(Referring expression pointing data)

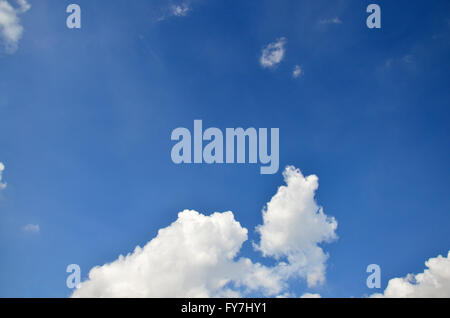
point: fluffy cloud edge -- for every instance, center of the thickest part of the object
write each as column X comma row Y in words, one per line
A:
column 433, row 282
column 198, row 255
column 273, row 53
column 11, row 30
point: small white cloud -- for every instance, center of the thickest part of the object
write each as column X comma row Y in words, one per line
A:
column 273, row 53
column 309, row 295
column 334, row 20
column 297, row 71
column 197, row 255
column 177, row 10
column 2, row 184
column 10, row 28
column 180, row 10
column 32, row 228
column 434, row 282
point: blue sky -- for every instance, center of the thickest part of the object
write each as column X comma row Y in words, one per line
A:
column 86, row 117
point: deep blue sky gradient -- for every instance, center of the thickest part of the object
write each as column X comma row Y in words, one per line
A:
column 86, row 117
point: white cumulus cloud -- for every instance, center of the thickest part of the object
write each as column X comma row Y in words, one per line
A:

### [Exercise]
Without carrying over any picture, retype the records above word for word.

### [Reply to the task]
point: fluffy cloud edge -- for every instance, center of the thickest part of the object
write each as column X comma row Y in words, one per line
A:
column 433, row 282
column 198, row 255
column 273, row 53
column 11, row 30
point: small white cloud -- for every instance, center of the thickest part of the object
write each as column X comma row Y in words, one per line
A:
column 273, row 53
column 309, row 295
column 334, row 20
column 297, row 71
column 197, row 255
column 177, row 10
column 2, row 184
column 10, row 28
column 180, row 10
column 32, row 228
column 434, row 282
point: blue sky -- for every instance, center of the thickest part of the object
write each as column X comma row Y in words, one per line
A:
column 86, row 117
point: deep blue sky gradient -- for every instance, center of the thickest part of the object
write each as column X comma row Y in words, one per line
A:
column 86, row 117
point: white cumulus cloud -- for every instance, center of the thickest part of the object
write each as column X comma row Y in words, one per line
A:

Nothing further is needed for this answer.